— Data supplied —
________
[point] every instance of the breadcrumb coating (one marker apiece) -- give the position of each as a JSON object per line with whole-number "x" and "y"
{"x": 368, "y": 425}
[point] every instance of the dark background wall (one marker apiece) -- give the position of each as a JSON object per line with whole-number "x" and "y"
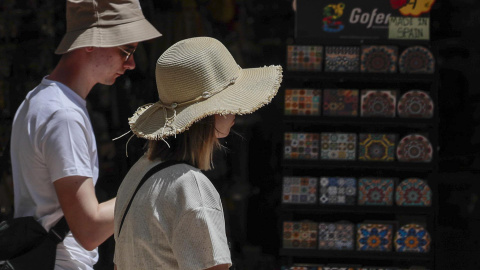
{"x": 256, "y": 32}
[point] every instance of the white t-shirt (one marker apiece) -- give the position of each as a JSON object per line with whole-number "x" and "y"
{"x": 174, "y": 222}
{"x": 52, "y": 138}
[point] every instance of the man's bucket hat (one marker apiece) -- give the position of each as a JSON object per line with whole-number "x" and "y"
{"x": 198, "y": 77}
{"x": 104, "y": 23}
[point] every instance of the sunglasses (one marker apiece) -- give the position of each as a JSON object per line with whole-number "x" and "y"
{"x": 127, "y": 53}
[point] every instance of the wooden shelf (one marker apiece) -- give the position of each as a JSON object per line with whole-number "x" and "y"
{"x": 322, "y": 76}
{"x": 359, "y": 165}
{"x": 356, "y": 209}
{"x": 363, "y": 255}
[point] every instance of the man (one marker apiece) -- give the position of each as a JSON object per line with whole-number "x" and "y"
{"x": 53, "y": 150}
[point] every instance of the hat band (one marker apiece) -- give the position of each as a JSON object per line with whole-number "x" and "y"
{"x": 203, "y": 96}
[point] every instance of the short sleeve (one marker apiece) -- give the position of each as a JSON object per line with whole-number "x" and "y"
{"x": 66, "y": 145}
{"x": 199, "y": 240}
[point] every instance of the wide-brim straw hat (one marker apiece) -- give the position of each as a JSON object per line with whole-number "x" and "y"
{"x": 198, "y": 77}
{"x": 101, "y": 23}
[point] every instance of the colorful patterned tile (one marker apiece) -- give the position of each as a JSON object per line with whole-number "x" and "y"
{"x": 374, "y": 237}
{"x": 338, "y": 146}
{"x": 375, "y": 191}
{"x": 415, "y": 104}
{"x": 304, "y": 58}
{"x": 338, "y": 190}
{"x": 342, "y": 58}
{"x": 302, "y": 102}
{"x": 340, "y": 102}
{"x": 376, "y": 147}
{"x": 416, "y": 59}
{"x": 301, "y": 145}
{"x": 413, "y": 192}
{"x": 414, "y": 148}
{"x": 301, "y": 190}
{"x": 336, "y": 236}
{"x": 379, "y": 59}
{"x": 300, "y": 235}
{"x": 378, "y": 103}
{"x": 412, "y": 238}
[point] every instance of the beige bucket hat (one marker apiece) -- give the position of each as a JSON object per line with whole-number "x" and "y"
{"x": 104, "y": 23}
{"x": 198, "y": 77}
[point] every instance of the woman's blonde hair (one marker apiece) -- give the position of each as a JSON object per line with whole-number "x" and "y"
{"x": 195, "y": 146}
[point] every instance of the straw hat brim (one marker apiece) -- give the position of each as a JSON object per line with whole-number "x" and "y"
{"x": 108, "y": 36}
{"x": 253, "y": 89}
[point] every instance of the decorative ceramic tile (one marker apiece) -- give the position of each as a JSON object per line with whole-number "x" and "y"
{"x": 375, "y": 191}
{"x": 413, "y": 192}
{"x": 304, "y": 58}
{"x": 340, "y": 102}
{"x": 378, "y": 103}
{"x": 416, "y": 59}
{"x": 414, "y": 148}
{"x": 415, "y": 104}
{"x": 301, "y": 146}
{"x": 336, "y": 236}
{"x": 412, "y": 238}
{"x": 338, "y": 146}
{"x": 338, "y": 190}
{"x": 300, "y": 235}
{"x": 376, "y": 147}
{"x": 302, "y": 102}
{"x": 300, "y": 190}
{"x": 379, "y": 59}
{"x": 374, "y": 237}
{"x": 342, "y": 58}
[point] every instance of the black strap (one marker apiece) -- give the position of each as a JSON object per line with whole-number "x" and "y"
{"x": 152, "y": 171}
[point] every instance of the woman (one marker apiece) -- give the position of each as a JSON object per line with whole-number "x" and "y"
{"x": 175, "y": 220}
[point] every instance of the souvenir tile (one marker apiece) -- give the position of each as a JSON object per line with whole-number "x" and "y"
{"x": 300, "y": 235}
{"x": 302, "y": 102}
{"x": 414, "y": 148}
{"x": 301, "y": 146}
{"x": 374, "y": 237}
{"x": 300, "y": 190}
{"x": 412, "y": 238}
{"x": 416, "y": 59}
{"x": 375, "y": 191}
{"x": 415, "y": 104}
{"x": 340, "y": 102}
{"x": 304, "y": 58}
{"x": 338, "y": 190}
{"x": 378, "y": 103}
{"x": 342, "y": 58}
{"x": 379, "y": 59}
{"x": 413, "y": 192}
{"x": 338, "y": 146}
{"x": 376, "y": 147}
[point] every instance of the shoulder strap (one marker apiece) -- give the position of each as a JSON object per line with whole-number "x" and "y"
{"x": 152, "y": 171}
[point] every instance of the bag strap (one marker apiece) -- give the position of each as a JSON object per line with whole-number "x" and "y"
{"x": 150, "y": 172}
{"x": 58, "y": 232}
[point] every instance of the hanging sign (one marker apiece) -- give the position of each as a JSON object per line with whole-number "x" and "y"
{"x": 366, "y": 19}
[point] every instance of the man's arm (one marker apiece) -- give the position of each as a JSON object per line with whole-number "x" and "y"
{"x": 91, "y": 223}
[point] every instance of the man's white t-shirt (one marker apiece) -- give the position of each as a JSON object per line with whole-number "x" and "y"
{"x": 52, "y": 138}
{"x": 175, "y": 221}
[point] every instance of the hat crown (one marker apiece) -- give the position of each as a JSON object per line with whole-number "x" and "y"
{"x": 89, "y": 13}
{"x": 193, "y": 67}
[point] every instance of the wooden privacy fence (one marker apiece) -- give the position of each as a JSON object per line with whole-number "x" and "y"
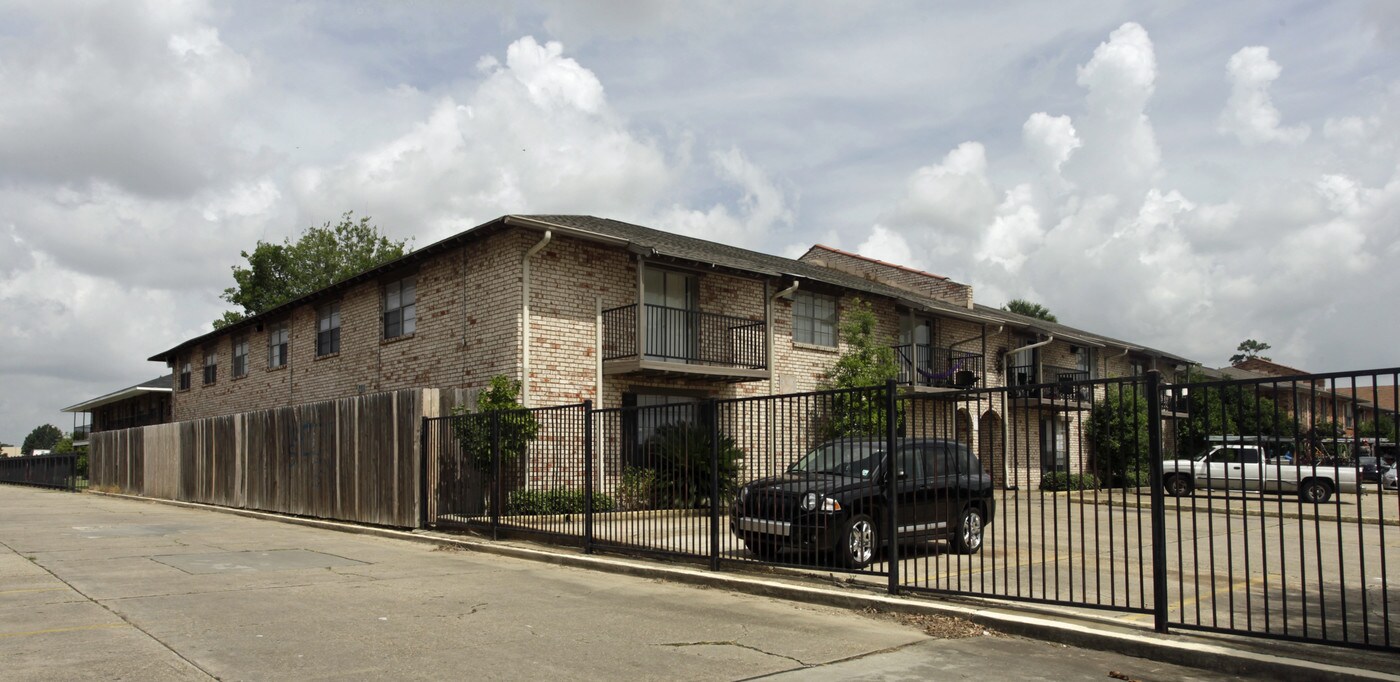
{"x": 349, "y": 460}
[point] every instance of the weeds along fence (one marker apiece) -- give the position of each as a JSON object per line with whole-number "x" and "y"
{"x": 350, "y": 460}
{"x": 44, "y": 471}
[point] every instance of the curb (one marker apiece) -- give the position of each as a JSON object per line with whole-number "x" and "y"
{"x": 1108, "y": 637}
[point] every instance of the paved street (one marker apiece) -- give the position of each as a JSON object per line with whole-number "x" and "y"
{"x": 107, "y": 588}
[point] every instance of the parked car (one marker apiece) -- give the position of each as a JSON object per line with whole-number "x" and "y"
{"x": 1371, "y": 468}
{"x": 835, "y": 499}
{"x": 1248, "y": 468}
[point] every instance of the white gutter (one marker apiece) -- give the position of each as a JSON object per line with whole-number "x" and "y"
{"x": 773, "y": 300}
{"x": 525, "y": 314}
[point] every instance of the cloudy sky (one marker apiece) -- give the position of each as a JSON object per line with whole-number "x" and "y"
{"x": 1182, "y": 174}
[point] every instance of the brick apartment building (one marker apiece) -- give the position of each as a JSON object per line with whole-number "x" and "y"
{"x": 580, "y": 307}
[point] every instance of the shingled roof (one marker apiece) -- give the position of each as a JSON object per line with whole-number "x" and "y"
{"x": 655, "y": 242}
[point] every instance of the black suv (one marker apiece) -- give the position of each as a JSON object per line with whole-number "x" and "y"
{"x": 836, "y": 499}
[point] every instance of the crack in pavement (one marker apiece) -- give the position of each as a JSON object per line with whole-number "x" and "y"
{"x": 177, "y": 654}
{"x": 731, "y": 643}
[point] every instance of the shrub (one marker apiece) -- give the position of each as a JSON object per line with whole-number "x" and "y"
{"x": 637, "y": 489}
{"x": 681, "y": 455}
{"x": 559, "y": 500}
{"x": 1063, "y": 481}
{"x": 517, "y": 426}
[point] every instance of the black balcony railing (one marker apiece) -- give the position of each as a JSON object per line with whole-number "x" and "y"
{"x": 1066, "y": 383}
{"x": 923, "y": 364}
{"x": 678, "y": 335}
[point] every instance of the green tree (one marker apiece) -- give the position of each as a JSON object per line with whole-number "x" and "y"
{"x": 517, "y": 427}
{"x": 1232, "y": 411}
{"x": 867, "y": 362}
{"x": 1249, "y": 349}
{"x": 1117, "y": 436}
{"x": 321, "y": 256}
{"x": 42, "y": 437}
{"x": 1031, "y": 310}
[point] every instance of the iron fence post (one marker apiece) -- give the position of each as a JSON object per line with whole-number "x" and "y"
{"x": 713, "y": 413}
{"x": 1154, "y": 443}
{"x": 423, "y": 474}
{"x": 588, "y": 476}
{"x": 891, "y": 409}
{"x": 496, "y": 474}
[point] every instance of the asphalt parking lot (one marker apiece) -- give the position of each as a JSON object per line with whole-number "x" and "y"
{"x": 107, "y": 588}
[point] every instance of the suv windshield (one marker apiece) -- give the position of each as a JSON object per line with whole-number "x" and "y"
{"x": 854, "y": 460}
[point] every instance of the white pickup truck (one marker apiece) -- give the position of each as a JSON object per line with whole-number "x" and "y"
{"x": 1249, "y": 468}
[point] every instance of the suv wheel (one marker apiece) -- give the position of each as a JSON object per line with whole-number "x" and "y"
{"x": 1315, "y": 492}
{"x": 857, "y": 541}
{"x": 968, "y": 535}
{"x": 1179, "y": 486}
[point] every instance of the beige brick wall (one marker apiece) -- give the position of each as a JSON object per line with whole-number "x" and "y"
{"x": 466, "y": 331}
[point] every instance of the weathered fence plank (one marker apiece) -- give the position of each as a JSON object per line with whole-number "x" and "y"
{"x": 353, "y": 460}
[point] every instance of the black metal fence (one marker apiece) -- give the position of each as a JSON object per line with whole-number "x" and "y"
{"x": 1225, "y": 506}
{"x": 44, "y": 471}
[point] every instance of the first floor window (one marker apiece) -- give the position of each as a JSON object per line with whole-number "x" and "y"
{"x": 328, "y": 329}
{"x": 277, "y": 338}
{"x": 399, "y": 308}
{"x": 241, "y": 356}
{"x": 1054, "y": 444}
{"x": 814, "y": 318}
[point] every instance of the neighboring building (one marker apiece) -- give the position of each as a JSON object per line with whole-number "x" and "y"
{"x": 140, "y": 405}
{"x": 1311, "y": 401}
{"x": 588, "y": 308}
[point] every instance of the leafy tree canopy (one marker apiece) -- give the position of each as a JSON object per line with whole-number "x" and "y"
{"x": 1031, "y": 310}
{"x": 1250, "y": 349}
{"x": 321, "y": 256}
{"x": 42, "y": 437}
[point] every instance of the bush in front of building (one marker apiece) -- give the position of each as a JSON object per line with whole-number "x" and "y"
{"x": 1064, "y": 481}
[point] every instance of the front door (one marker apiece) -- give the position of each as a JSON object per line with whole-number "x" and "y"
{"x": 671, "y": 300}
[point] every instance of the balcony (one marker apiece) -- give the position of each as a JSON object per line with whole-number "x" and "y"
{"x": 683, "y": 342}
{"x": 1056, "y": 387}
{"x": 921, "y": 364}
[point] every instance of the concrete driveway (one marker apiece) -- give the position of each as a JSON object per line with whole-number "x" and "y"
{"x": 108, "y": 588}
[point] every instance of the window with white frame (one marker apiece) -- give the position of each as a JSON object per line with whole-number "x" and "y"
{"x": 277, "y": 342}
{"x": 240, "y": 356}
{"x": 328, "y": 329}
{"x": 399, "y": 308}
{"x": 814, "y": 318}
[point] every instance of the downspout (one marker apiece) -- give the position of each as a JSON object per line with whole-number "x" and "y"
{"x": 773, "y": 300}
{"x": 525, "y": 314}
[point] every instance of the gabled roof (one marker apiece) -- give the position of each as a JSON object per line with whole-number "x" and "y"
{"x": 660, "y": 244}
{"x": 157, "y": 385}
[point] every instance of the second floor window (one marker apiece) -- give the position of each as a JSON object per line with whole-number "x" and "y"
{"x": 399, "y": 308}
{"x": 277, "y": 339}
{"x": 814, "y": 318}
{"x": 328, "y": 329}
{"x": 241, "y": 356}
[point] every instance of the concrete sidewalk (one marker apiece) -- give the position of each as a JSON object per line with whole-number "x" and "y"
{"x": 97, "y": 587}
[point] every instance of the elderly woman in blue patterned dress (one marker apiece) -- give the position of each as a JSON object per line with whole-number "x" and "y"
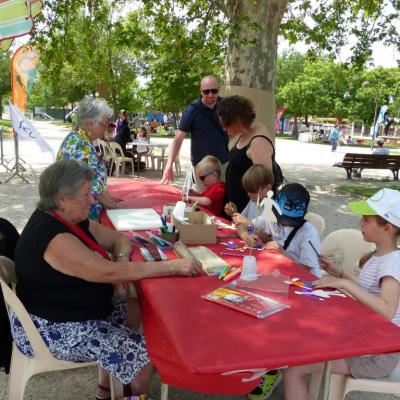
{"x": 66, "y": 275}
{"x": 93, "y": 116}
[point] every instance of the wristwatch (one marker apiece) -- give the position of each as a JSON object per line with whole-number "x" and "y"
{"x": 123, "y": 254}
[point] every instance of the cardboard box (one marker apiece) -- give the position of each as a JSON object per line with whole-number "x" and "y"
{"x": 197, "y": 230}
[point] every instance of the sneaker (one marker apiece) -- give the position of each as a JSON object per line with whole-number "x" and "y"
{"x": 267, "y": 385}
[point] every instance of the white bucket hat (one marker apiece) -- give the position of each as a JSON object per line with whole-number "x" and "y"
{"x": 385, "y": 203}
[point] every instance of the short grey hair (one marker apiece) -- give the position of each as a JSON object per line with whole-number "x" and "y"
{"x": 94, "y": 109}
{"x": 63, "y": 178}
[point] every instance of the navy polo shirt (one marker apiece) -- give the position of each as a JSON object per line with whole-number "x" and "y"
{"x": 208, "y": 137}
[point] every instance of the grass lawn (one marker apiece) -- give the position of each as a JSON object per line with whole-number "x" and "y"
{"x": 5, "y": 122}
{"x": 367, "y": 189}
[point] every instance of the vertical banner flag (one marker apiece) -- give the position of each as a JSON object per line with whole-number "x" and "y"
{"x": 279, "y": 113}
{"x": 16, "y": 19}
{"x": 23, "y": 73}
{"x": 25, "y": 130}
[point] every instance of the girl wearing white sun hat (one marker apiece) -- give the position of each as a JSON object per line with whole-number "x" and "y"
{"x": 377, "y": 286}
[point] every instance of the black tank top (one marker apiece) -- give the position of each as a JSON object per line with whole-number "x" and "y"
{"x": 239, "y": 163}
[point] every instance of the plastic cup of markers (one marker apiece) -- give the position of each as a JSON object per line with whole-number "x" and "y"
{"x": 170, "y": 236}
{"x": 249, "y": 269}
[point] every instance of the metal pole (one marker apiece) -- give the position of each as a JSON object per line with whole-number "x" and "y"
{"x": 2, "y": 151}
{"x": 17, "y": 165}
{"x": 377, "y": 93}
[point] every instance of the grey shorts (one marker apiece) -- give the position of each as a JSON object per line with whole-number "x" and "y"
{"x": 373, "y": 367}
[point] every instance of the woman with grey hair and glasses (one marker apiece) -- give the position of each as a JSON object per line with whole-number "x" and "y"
{"x": 93, "y": 116}
{"x": 66, "y": 266}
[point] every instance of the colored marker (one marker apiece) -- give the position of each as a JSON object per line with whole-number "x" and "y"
{"x": 231, "y": 275}
{"x": 231, "y": 253}
{"x": 223, "y": 272}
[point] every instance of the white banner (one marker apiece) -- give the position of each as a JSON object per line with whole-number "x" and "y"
{"x": 25, "y": 130}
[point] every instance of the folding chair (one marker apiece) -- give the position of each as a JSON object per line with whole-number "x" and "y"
{"x": 316, "y": 220}
{"x": 350, "y": 243}
{"x": 118, "y": 159}
{"x": 23, "y": 367}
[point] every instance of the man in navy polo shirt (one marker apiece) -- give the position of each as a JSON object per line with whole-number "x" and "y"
{"x": 201, "y": 120}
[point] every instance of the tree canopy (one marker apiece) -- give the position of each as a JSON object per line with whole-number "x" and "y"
{"x": 94, "y": 44}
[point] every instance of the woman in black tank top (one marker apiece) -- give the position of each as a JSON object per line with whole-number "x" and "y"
{"x": 253, "y": 146}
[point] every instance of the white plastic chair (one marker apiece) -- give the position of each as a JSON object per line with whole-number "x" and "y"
{"x": 118, "y": 159}
{"x": 350, "y": 243}
{"x": 160, "y": 161}
{"x": 316, "y": 220}
{"x": 341, "y": 385}
{"x": 23, "y": 367}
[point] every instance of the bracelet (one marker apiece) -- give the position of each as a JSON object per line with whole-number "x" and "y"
{"x": 122, "y": 254}
{"x": 171, "y": 269}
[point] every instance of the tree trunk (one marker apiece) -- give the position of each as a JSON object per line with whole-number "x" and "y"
{"x": 295, "y": 128}
{"x": 250, "y": 65}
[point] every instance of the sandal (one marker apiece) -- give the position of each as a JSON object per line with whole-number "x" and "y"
{"x": 103, "y": 393}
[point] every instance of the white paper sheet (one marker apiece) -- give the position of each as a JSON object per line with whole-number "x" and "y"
{"x": 134, "y": 219}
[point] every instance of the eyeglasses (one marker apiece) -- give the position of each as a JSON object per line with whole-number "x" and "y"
{"x": 208, "y": 91}
{"x": 103, "y": 124}
{"x": 202, "y": 177}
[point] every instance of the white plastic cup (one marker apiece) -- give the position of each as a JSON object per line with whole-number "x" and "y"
{"x": 179, "y": 210}
{"x": 249, "y": 269}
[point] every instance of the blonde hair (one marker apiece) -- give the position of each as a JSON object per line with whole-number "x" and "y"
{"x": 257, "y": 177}
{"x": 209, "y": 162}
{"x": 380, "y": 221}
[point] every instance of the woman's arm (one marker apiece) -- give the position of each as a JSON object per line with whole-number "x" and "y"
{"x": 201, "y": 200}
{"x": 385, "y": 304}
{"x": 67, "y": 254}
{"x": 106, "y": 200}
{"x": 111, "y": 240}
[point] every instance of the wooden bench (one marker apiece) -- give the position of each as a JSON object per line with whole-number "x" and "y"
{"x": 390, "y": 139}
{"x": 356, "y": 161}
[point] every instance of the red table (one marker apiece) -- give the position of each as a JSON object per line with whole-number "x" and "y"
{"x": 192, "y": 341}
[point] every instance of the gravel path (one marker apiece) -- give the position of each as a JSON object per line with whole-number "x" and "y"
{"x": 309, "y": 164}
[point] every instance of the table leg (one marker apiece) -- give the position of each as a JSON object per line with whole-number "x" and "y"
{"x": 116, "y": 388}
{"x": 164, "y": 391}
{"x": 325, "y": 381}
{"x": 162, "y": 160}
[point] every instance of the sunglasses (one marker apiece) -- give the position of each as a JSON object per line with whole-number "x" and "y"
{"x": 208, "y": 91}
{"x": 202, "y": 177}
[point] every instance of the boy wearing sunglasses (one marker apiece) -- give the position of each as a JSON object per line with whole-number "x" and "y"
{"x": 208, "y": 171}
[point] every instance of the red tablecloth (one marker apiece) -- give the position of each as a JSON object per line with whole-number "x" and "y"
{"x": 192, "y": 341}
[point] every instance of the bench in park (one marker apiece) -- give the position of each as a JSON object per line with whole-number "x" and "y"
{"x": 356, "y": 161}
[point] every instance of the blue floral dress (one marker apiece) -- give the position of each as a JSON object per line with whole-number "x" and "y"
{"x": 118, "y": 350}
{"x": 78, "y": 145}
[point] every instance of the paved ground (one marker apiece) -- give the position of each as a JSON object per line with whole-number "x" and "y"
{"x": 309, "y": 164}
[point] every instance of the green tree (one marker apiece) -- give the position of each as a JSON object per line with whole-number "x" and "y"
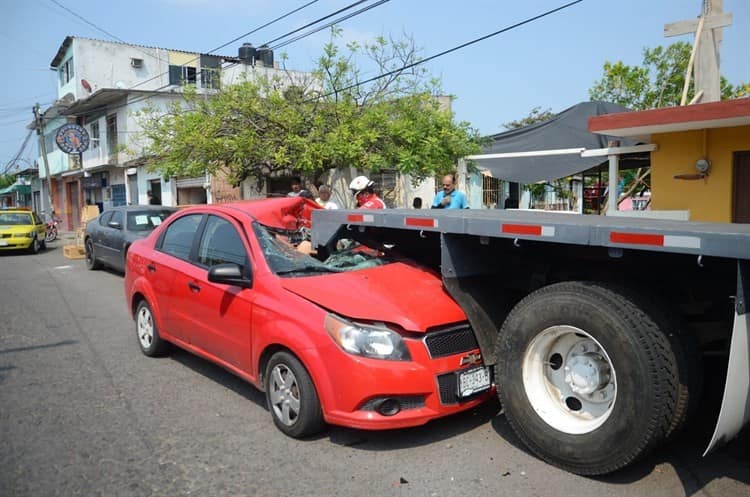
________
— Your instructions —
Pick out and copy every line in the entries above that contains the string "bucket". Case counts.

— Full response —
[point] every instance of the man's bucket hat (one marker apiece) -- give the position of each as a JSON object per line with whole-number "x" and "y"
[point] every instance of the beige bucket hat (one marker apiece) -- give the position of each as a JSON object per line with whole-number "x" and "y"
[point] every instance of the white bucket hat (one marker apiece) -- give the position of each as a JSON object per line with whole-number "x" and "y"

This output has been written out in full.